原文:
Hive

作者: 逸章 | 来源:发表于2020-07-25 15:22 被阅读0次

一、安装

1.1、安装Mysql

https://www.jianshu.com/p/d6a275ea554d这里有介绍
进入mysql,增加hive/hive用户:

mysql> CREATE DATABASE IF NOT EXISTS hive DEFAULT CHARSET utf8 COLLATE utf8_general_ci;
Query OK, 1 row affected (0.00 sec)

mysql> grant all on hive.* to 'hive'@'%' identified by 'hive';
Query OK, 0 rows affected, 1 warning (0.00 sec)

mysql> flush privileges;
Query OK, 0 rows affected (0.00 sec)

mysql> exit;

1.2、安装HIVE

1 解压缩

yay@yay-ThinkPad-T470-W10DG:~/下载$ tar -zxvf apache-hive-2.3.7-bin.tar.gz -C ~/software

yay@yay-ThinkPad-T470-W10DG:~/下载$ cd ../software
yay@yay-ThinkPad-T470-W10DG:~/software$ mv apache-hive-2.3.7-bin hive237

编辑/etc/profile

#hive
export HIVE_HOME=/home/yay/software/hive237
export PATH=$HIVE_HOME/bin:$PATH

export CLASSPATH=$CLASSPATH:/home/yay/software/hive237/lib/*:.

任务要求 A: 在这篇 Hive 安装文章里,解压出来的 apache-hive-2.3.7-bin 目录被改成了什么名字?
任务要求 B: 接着 Hive 安装文章的最后一行往下写,给出它的后续内容。

所示记录:
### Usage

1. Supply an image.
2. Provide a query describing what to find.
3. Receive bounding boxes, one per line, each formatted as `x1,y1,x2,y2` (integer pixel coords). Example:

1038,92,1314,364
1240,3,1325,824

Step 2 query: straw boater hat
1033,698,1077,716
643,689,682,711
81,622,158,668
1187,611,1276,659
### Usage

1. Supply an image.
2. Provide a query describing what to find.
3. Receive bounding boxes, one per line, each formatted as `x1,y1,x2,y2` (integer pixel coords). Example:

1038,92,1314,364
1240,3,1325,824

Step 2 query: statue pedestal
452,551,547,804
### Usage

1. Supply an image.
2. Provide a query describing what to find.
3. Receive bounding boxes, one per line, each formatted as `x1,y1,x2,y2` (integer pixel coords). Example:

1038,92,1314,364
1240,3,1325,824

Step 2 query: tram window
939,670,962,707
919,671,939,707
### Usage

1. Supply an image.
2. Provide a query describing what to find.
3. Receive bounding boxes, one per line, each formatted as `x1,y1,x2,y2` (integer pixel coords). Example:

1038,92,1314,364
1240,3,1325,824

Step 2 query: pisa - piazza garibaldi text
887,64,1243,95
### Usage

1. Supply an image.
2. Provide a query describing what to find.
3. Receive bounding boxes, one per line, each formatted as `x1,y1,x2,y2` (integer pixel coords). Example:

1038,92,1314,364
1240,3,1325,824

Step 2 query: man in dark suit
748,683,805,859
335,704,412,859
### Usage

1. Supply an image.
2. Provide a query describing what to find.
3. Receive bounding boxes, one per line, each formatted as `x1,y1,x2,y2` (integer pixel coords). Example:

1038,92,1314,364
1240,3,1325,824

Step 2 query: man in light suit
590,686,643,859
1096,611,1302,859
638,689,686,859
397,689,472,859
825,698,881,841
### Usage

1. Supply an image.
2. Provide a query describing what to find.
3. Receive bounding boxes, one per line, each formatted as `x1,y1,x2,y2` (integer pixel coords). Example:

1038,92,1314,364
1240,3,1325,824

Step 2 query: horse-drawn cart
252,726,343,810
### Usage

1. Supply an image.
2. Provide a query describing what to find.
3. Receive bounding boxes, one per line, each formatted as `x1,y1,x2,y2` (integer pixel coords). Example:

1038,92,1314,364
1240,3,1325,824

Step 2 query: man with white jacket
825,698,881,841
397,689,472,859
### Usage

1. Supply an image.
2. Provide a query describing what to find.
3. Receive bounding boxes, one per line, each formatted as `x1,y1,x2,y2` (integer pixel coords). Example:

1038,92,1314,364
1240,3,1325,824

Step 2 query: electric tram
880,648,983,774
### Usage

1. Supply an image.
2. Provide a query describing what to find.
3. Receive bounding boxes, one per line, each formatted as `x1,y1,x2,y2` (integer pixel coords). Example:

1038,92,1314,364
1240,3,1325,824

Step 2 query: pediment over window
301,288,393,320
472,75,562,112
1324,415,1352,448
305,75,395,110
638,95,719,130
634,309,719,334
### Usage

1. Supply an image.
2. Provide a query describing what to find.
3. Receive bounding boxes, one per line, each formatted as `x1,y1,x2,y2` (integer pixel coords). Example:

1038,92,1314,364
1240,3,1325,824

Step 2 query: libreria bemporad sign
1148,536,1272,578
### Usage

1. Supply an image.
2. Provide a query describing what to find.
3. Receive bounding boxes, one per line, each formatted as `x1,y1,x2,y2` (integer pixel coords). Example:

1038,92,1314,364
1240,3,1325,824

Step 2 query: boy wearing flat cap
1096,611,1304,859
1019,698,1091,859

参考回答 A: 被改名为 hive237。

参考回答 B:
export HADOOP_USER_CLASSPATH_FIRST=true

//下面这行很重要,否则在hive中易出现FAILED: SemanticException Cannot find class 'org.elasticsearch.hadoop.hive.EsStorageHandler'这个错误
export HIVE_AUX_JARS_PATH=/home/yay/software/elasticsearch-hadoop-2.1.1/dist/elasticsearch-hadoop-2.1.1.jar

2 配置

yay@yay-ThinkPad-T470-W10DG:~/software$ cd hive237/conf
yay@yay-ThinkPad-T470-W10DG:~/software/hive237/conf$ cp hive-env.sh.template hive-env.sh
yay@yay-ThinkPad-T470-W10DG:~/software/hive237/conf$ cp hive-default.xml.template hive-site.xml
yay@yay-ThinkPad-T470-W10DG:~/software/hive237/conf$ cp hive-log4j2.properties.template hive-log4j2.properties
yay@yay-ThinkPad-T470-W10DG:~/software/hive237/conf$ cp hive-exec-log4j2.properties.template hive-exec-log4j2.properties

启动hdfs后配置下面内容(start-dfs.sh start-yarn.sh)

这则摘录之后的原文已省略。